[START OF DATA LISTING]

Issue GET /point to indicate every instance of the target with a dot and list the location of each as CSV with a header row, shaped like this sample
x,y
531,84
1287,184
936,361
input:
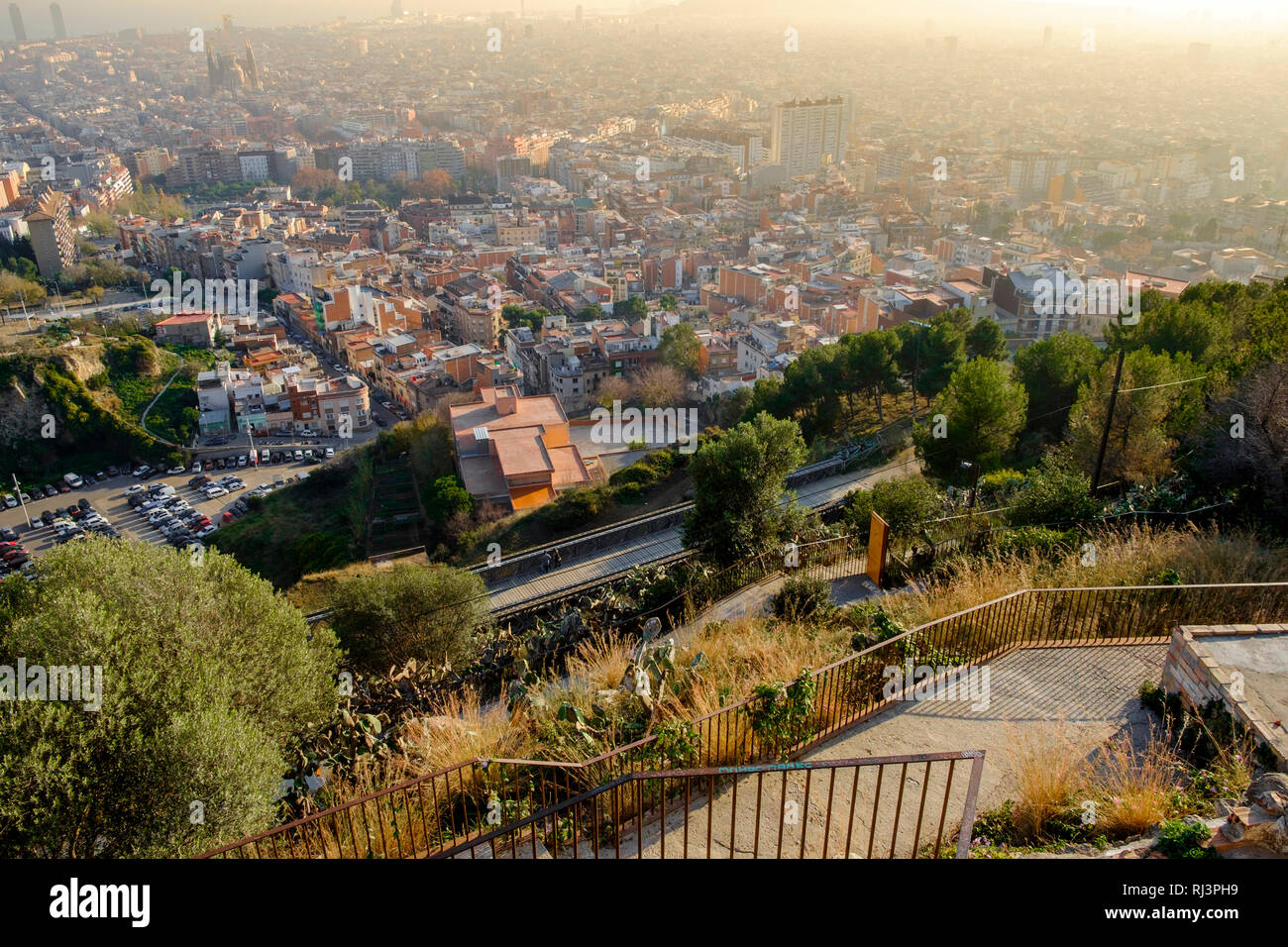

[END OF DATA LISTING]

**GOAL:** Pick out each row above that contains the word "every", and copy those rows in full.

**RESPONSE TO THIS TASK:**
Issue GET /point to indicate every instance of the target with a dot and list the location of each as CSV with a header row, shaped like this sample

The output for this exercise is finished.